PROMPT - If a line of the data below holds the word "white", list it.

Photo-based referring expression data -
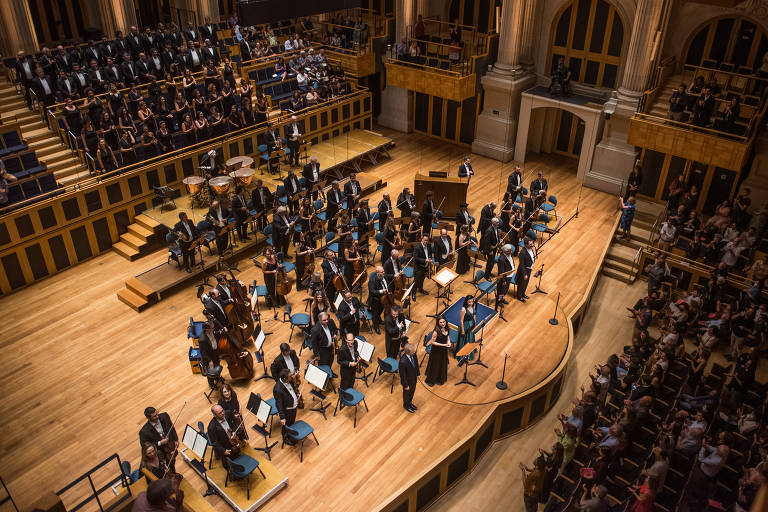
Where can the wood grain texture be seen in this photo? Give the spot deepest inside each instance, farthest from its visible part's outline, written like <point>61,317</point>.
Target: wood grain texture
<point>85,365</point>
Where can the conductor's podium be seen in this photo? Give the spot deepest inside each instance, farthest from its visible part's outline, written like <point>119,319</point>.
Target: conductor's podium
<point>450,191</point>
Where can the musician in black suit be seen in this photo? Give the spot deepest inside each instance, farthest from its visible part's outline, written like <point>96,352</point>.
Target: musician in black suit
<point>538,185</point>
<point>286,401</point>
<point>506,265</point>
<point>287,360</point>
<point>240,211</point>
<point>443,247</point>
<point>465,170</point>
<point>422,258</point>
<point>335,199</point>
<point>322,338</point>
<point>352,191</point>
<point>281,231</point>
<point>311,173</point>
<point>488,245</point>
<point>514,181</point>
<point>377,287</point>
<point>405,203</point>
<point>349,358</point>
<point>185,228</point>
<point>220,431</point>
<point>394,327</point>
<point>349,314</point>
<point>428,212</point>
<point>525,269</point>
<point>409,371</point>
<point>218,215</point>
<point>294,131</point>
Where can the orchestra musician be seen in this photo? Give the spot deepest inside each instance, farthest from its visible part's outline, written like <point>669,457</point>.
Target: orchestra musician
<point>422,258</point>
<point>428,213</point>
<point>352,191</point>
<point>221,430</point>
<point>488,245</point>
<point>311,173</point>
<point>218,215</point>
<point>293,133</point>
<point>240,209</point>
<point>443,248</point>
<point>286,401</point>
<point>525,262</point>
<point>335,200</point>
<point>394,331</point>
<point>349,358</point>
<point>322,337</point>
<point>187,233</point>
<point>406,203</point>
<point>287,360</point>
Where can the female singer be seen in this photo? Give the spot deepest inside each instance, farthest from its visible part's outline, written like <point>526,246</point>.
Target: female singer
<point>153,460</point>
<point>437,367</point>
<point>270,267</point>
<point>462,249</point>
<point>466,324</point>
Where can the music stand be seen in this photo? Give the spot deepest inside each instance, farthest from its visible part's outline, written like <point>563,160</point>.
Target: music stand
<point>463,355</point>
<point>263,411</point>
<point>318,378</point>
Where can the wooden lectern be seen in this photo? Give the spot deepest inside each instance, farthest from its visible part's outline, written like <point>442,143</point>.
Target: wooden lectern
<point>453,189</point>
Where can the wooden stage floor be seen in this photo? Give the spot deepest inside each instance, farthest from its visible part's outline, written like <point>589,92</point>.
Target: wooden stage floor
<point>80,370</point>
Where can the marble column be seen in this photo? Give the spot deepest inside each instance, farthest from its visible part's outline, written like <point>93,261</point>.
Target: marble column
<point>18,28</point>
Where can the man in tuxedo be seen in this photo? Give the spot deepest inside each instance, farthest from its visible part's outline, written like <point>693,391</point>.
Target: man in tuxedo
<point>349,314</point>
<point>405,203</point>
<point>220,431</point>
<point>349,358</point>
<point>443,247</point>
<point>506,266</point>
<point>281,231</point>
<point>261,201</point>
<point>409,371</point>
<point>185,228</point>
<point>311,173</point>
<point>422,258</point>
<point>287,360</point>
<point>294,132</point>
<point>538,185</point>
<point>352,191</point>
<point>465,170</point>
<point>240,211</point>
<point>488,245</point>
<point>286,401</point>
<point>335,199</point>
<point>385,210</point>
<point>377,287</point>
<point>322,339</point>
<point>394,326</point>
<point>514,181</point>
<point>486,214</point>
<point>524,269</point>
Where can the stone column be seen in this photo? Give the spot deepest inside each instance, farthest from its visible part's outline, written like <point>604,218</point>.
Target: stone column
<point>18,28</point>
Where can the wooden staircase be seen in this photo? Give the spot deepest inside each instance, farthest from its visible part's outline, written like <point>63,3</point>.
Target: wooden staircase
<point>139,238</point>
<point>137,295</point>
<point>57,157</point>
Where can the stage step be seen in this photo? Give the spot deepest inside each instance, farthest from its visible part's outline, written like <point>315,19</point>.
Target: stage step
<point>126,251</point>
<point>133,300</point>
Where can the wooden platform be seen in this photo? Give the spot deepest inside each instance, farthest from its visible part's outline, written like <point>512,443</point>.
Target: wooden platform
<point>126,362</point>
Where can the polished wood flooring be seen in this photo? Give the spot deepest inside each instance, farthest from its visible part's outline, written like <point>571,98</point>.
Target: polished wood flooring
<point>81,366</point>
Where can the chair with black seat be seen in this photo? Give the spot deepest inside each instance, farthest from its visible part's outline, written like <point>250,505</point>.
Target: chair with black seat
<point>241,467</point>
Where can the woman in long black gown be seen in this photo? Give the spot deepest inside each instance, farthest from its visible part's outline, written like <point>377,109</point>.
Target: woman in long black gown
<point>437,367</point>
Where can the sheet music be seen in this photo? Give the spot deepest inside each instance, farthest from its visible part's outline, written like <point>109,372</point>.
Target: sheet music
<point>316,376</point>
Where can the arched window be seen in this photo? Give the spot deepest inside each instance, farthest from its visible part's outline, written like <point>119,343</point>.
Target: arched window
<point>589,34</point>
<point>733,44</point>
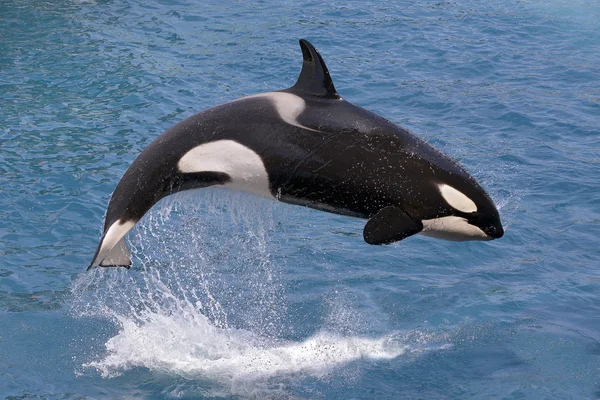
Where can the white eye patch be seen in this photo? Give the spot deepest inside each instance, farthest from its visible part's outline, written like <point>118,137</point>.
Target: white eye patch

TASK RESULT -
Where can the white eye patch be seen in this photo? Give the spot deepest inside each instance, farthest from its visible part's outline, written like <point>118,137</point>.
Target: white eye patch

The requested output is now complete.